**SEITENAUSZUG:**
┌──
Ein südkoreanisches Forscherteam hat das Tor-Netzwerk durchkämmt für einen Datensatz zum Training großer Sprachmodelle (Large Language Models, kurz LLM). Die auf unkonventionelle Weise beschafften Daten stammen ausschließlich aus dem Darknet, also potenziell von Hackern, Cyberkriminellen und Betrügern – sowie von politisch Verfolgten und anderen, die die Anonymität schätzen, sei es für undurchsichtige Geschäfte oder zum unbeobachteten Austausch von Informationen etwa unter einem repressiven Regime.

Das damit erstellte Modell DarkBERT soll anderen großen Sprachmodellen des gleichen Architekturtyps (BERT und RoBERTa) hinsichtlich seiner Fähigkeiten ebenbürtig oder leicht überlegen sein. Das sei aus ersten Testreihen hervorgegangen, wie das Team in einem vorläufigen Forschungsbericht bei arXiv.org mitteilt. Den Atomcode oder generell vertrauliche Informationen solle man ihm besser nicht anvertrauen – Gleiches gilt jedoch für generative KI-Systeme allgemein.

Datensatz-Statistik für das Kategorisieren von Aktivitäten im Dark Web

(Bild: DarkBERT: A Language Model for the Dark Side of the Internet)

Ein Blick auf die Fakten: Dunkelberts Schöpfer haben nach eigenen Angaben nicht im Sinn, die Weltherrschaft an sich zu reißen oder Inhalte des verborgenen Internets in den sichtbaren Bereich des Internets (Clear Web) zu gießen, wenngleich sie ihrem Werk durch die Bezeichnung eine düstere Note verpasst haben. Mit DarkBERT wollen sie die Vor- und Nachteile eines domänenspezifischen Modells für das Deep Web in verschiedenen Anwendungsfällen untersuchen.
└──
**EXTRAHIERTE LISTE:**
┌──
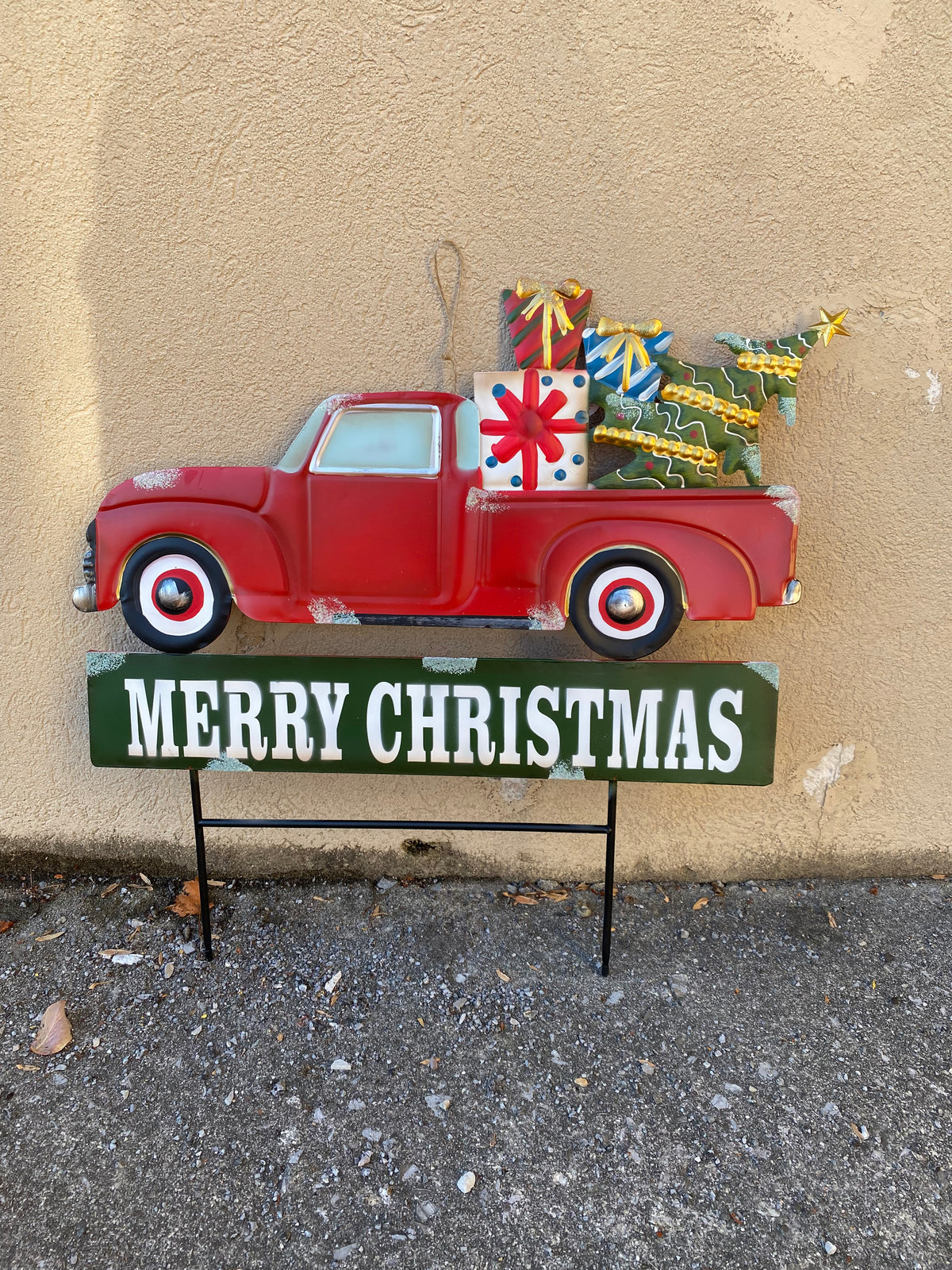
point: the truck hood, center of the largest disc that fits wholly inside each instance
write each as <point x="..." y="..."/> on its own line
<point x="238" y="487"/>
└──
┌──
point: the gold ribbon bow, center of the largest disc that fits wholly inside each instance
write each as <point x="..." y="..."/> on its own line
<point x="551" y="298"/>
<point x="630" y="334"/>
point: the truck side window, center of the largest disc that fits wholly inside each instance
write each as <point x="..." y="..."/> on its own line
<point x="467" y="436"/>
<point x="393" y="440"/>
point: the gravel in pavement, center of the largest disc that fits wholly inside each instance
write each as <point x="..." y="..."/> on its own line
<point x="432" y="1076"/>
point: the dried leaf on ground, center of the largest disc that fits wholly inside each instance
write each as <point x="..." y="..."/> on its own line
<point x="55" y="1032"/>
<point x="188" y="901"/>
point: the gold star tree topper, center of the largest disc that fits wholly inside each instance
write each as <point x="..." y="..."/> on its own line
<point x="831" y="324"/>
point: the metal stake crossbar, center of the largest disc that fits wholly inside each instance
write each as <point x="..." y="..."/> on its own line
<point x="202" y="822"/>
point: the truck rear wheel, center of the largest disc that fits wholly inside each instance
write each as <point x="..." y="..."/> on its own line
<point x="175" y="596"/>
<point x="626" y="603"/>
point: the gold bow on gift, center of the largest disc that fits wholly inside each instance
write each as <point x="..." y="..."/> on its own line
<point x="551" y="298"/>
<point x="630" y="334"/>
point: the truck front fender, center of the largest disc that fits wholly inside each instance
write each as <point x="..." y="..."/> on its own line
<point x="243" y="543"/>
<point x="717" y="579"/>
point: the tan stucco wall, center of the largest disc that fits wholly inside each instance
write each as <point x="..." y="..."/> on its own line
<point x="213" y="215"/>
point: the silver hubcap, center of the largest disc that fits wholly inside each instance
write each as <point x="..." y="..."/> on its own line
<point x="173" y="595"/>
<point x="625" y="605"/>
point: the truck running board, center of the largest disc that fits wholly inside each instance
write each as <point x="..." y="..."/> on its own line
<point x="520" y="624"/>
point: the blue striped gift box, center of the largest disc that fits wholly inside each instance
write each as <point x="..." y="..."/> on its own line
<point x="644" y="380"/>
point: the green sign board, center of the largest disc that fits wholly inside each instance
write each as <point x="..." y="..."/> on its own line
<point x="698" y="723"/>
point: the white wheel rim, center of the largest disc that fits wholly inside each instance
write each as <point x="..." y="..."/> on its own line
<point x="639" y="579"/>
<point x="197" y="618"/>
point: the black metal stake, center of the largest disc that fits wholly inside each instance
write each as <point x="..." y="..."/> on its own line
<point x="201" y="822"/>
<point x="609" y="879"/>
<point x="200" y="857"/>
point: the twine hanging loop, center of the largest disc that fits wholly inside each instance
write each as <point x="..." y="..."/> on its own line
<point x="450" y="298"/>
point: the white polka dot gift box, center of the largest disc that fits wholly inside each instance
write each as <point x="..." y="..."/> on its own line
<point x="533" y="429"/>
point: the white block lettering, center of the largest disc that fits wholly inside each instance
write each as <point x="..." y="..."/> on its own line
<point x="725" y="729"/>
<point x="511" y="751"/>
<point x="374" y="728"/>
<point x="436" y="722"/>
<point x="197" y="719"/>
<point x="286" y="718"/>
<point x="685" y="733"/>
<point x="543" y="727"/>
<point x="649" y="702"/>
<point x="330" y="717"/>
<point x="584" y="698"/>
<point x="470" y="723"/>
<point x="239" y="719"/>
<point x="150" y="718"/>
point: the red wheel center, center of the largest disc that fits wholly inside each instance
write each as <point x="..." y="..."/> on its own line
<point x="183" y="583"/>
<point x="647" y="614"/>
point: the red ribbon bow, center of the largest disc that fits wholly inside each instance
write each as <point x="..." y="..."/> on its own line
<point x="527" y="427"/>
└──
┌──
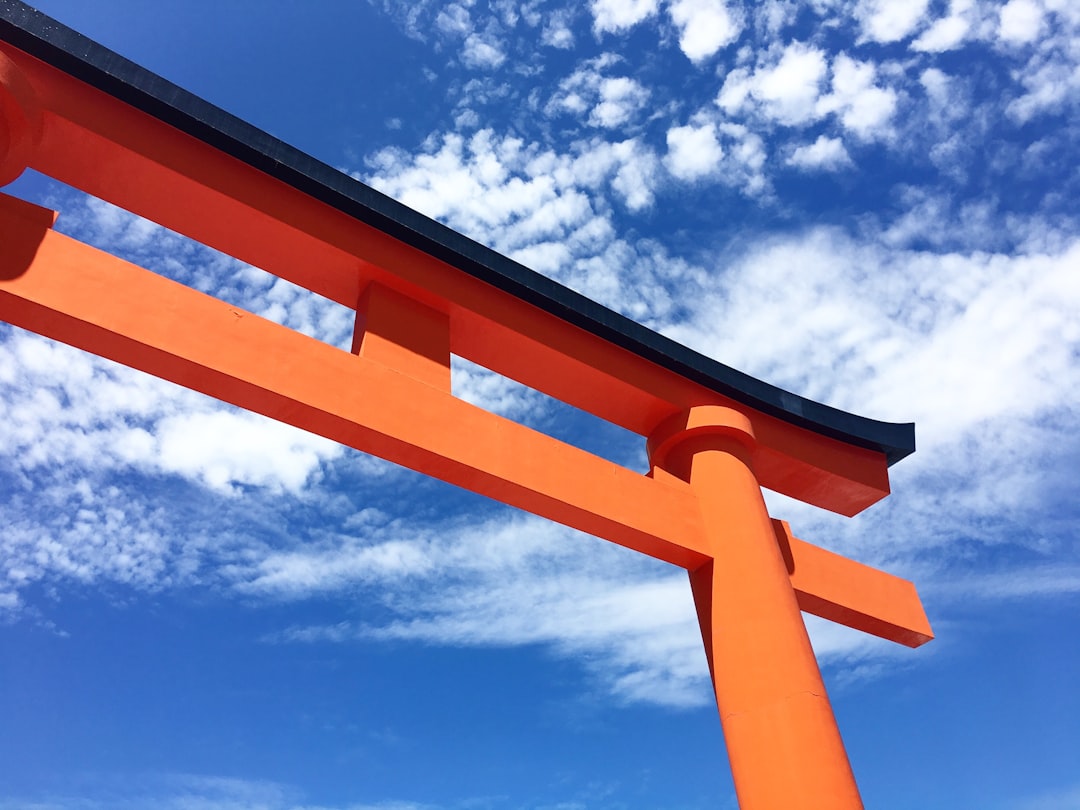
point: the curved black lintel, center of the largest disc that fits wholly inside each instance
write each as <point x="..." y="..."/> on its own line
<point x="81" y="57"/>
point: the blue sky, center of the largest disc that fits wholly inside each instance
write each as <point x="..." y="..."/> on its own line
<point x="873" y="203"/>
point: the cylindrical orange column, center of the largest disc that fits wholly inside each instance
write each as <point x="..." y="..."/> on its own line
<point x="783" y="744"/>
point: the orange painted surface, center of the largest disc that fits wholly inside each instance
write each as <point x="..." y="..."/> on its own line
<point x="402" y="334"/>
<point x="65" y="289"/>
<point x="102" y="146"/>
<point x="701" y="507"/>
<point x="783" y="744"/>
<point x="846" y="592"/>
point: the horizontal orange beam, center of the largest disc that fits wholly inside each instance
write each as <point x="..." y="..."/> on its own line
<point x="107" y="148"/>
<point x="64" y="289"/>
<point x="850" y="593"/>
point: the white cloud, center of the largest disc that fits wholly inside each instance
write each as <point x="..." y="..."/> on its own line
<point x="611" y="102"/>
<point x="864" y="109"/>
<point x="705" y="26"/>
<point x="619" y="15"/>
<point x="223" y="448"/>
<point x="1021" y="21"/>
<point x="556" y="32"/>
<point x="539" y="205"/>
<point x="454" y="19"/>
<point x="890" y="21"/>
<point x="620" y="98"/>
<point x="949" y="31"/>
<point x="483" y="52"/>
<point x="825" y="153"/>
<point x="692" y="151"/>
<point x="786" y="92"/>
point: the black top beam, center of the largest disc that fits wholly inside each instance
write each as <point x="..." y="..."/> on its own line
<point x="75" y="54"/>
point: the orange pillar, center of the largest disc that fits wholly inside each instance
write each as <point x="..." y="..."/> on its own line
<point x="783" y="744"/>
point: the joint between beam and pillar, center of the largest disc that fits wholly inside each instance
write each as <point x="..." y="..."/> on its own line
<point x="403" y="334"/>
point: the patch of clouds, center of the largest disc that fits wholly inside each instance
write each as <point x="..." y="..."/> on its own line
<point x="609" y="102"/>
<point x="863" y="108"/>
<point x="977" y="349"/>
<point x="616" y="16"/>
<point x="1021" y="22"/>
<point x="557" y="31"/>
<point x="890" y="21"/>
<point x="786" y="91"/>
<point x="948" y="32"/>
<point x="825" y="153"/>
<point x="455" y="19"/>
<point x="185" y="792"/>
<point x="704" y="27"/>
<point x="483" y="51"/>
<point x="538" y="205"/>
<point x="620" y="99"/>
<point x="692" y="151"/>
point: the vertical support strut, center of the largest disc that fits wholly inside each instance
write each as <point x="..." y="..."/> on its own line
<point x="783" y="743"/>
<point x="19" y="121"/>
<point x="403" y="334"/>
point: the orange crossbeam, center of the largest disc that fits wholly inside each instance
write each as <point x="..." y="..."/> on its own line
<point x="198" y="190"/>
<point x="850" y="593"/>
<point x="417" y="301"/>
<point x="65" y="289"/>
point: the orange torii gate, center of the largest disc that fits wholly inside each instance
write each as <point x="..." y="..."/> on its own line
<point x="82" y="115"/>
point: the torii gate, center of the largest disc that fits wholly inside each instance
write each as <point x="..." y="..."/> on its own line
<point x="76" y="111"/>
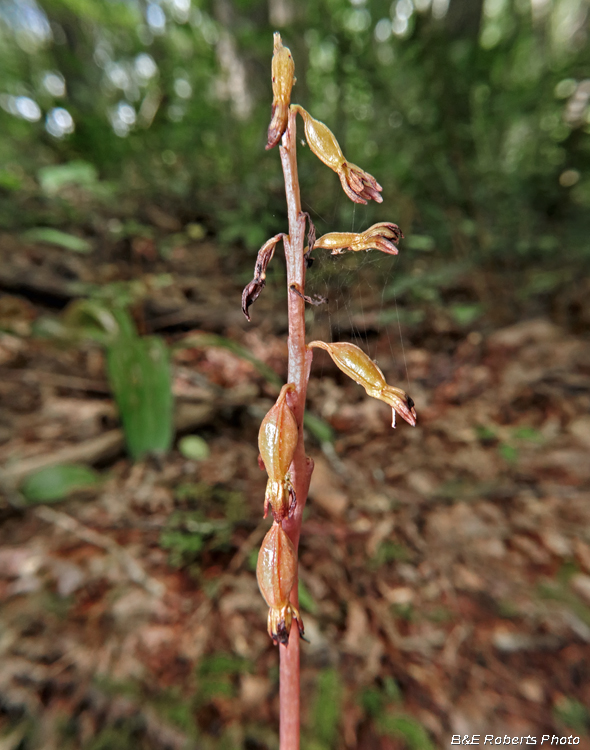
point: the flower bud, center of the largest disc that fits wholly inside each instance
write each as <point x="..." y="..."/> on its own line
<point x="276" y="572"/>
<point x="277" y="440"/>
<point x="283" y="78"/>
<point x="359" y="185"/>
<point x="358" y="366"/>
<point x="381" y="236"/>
└──
**AUFGABE A:** Mit welchen beiden Sprachmodellen wird DarkBERT im Seitenauszug verglichen?
**AUFGABE B:** Gib aus dem Seitenauszug den Abschnitt von „Ein Blick auf“ bis einschließlich „verschiedenen Anwendungsfällen untersuchen.“ wortgetreu aus.
Die Liste hat mit dem Seitenauszug nichts zu tun.

**LÖSUNG A:** Mit BERT und RoBERTa.

**LÖSUNG B:**
Ein Blick auf die Fakten: Dunkelberts Schöpfer haben nach eigenen Angaben nicht im Sinn, die Weltherrschaft an sich zu reißen oder Inhalte des verborgenen Internets in den sichtbaren Bereich des Internets (Clear Web) zu gießen, wenngleich sie ihrem Werk durch die Bezeichnung eine düstere Note verpasst haben. Mit DarkBERT wollen sie die Vor- und Nachteile eines domänenspezifischen Modells für das Deep Web in verschiedenen Anwendungsfällen untersuchen.